◆ Task instructions ◆
Report every line of the records below that contains the string "green", copying each such line in full. Treat uppercase and lowercase letters as different.

Rows of box annotation data:
────────────────

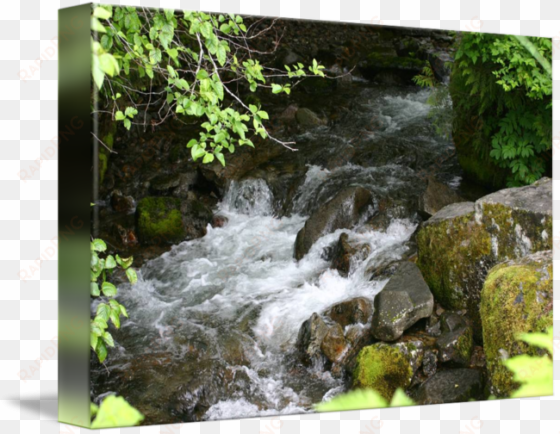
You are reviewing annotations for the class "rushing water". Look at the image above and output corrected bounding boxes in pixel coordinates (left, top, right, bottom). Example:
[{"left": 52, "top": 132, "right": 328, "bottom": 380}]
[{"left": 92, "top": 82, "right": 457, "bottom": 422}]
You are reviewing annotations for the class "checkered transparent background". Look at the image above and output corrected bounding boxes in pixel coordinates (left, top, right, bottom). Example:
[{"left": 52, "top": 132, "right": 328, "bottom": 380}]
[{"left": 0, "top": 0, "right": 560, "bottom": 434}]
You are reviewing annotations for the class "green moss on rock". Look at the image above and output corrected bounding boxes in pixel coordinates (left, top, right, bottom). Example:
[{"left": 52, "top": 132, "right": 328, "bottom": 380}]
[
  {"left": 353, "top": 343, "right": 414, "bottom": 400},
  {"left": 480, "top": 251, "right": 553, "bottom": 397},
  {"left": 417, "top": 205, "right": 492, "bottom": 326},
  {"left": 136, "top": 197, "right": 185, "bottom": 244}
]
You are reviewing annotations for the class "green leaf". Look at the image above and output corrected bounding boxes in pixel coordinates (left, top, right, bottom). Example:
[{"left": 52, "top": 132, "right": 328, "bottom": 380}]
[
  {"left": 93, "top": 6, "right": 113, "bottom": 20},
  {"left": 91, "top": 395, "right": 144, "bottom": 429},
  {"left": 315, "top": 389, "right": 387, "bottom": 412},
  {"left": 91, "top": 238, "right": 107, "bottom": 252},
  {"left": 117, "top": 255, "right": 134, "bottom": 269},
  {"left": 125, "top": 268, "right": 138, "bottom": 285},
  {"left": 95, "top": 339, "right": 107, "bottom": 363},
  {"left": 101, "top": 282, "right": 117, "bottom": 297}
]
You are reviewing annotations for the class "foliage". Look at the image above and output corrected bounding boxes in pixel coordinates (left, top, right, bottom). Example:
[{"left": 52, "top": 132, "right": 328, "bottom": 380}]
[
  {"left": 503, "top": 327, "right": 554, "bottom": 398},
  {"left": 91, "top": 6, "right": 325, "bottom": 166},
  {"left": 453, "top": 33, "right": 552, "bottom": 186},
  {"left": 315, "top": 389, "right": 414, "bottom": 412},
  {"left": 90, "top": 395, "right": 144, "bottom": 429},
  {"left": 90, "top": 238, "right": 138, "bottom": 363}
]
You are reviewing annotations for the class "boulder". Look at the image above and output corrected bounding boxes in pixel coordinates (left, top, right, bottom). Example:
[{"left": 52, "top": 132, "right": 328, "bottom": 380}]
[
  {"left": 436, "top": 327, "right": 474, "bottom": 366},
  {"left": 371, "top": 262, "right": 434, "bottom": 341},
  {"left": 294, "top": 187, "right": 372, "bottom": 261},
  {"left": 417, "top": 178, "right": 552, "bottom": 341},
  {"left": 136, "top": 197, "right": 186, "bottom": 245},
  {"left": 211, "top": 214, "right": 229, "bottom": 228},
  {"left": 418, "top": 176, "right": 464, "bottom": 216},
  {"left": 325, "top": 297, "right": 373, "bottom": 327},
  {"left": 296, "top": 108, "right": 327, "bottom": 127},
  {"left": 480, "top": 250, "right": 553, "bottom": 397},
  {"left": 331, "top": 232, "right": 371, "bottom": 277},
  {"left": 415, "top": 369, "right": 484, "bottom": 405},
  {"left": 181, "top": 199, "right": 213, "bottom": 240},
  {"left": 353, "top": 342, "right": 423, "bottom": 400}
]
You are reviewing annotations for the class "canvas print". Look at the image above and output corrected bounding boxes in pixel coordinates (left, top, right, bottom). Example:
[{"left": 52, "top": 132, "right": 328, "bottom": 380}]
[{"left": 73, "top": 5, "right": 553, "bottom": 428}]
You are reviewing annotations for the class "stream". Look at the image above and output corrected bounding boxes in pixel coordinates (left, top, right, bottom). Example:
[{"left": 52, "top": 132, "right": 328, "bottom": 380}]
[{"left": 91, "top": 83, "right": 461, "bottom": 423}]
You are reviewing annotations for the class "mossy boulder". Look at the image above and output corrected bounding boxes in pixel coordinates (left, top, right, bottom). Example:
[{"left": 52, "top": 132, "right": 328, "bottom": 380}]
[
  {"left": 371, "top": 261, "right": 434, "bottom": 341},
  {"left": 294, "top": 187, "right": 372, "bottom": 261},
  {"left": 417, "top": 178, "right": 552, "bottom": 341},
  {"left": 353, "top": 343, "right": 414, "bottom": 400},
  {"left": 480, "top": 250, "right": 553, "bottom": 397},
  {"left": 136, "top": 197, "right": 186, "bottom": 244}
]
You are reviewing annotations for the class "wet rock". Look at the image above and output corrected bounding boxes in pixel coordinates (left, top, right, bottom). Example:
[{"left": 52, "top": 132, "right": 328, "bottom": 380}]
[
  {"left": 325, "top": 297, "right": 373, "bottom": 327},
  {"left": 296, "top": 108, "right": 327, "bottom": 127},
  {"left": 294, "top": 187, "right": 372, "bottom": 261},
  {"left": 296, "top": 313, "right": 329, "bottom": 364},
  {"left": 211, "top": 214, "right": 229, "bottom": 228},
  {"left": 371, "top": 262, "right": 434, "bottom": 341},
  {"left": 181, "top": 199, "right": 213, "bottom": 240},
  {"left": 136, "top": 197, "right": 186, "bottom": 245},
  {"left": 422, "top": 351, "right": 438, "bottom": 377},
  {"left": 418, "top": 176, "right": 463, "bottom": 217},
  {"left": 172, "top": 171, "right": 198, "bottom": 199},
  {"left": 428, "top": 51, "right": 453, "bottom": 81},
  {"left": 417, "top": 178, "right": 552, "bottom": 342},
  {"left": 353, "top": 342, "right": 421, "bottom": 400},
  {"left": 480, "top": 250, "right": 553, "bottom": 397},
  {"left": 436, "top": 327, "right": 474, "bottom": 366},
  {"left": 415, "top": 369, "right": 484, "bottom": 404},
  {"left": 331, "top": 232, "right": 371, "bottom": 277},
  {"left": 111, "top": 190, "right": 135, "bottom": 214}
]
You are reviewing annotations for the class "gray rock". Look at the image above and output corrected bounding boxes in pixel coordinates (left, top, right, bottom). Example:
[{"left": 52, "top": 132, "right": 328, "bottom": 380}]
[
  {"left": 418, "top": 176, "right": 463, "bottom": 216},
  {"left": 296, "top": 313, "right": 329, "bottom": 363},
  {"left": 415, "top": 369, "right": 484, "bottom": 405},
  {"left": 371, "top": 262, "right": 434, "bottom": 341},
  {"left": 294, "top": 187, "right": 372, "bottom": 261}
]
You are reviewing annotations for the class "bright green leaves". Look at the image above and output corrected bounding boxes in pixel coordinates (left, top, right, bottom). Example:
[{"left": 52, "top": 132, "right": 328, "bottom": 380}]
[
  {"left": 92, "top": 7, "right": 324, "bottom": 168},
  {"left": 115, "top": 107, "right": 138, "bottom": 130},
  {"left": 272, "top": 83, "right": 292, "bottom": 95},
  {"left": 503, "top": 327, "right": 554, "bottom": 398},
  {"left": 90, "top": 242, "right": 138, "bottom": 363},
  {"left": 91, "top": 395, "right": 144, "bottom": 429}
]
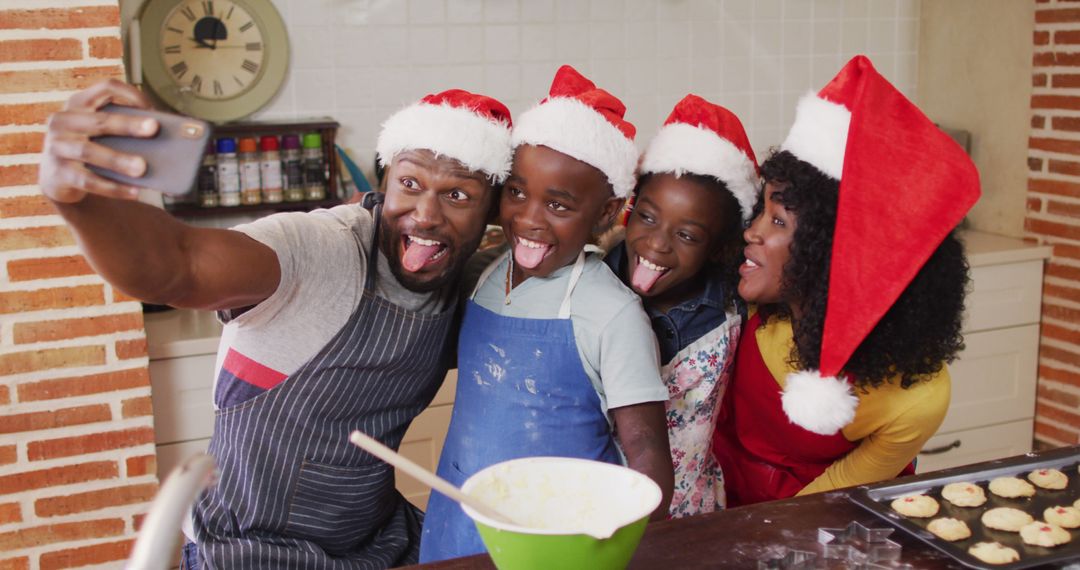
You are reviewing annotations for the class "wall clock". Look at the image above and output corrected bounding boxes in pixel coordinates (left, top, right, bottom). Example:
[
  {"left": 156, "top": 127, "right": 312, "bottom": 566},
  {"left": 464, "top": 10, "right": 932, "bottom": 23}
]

────────────────

◆ Solution for this problem ◆
You are reviewing annotations for the class "green moss on rock". Look at the image above and output corrected bounding boxes in pixel coordinates (left, top, right, bottom). Example:
You are reviewing annotations for the class "green leaf". Look at the image above and output corrected bounding boxes in pixel coordinates (left, top, right, bottom). Example:
You are reviewing annotations for the class "bright green leaves". Look at the image above and output corrected bounding boxes in pixel coordinates (left, top, right, bottom). Example:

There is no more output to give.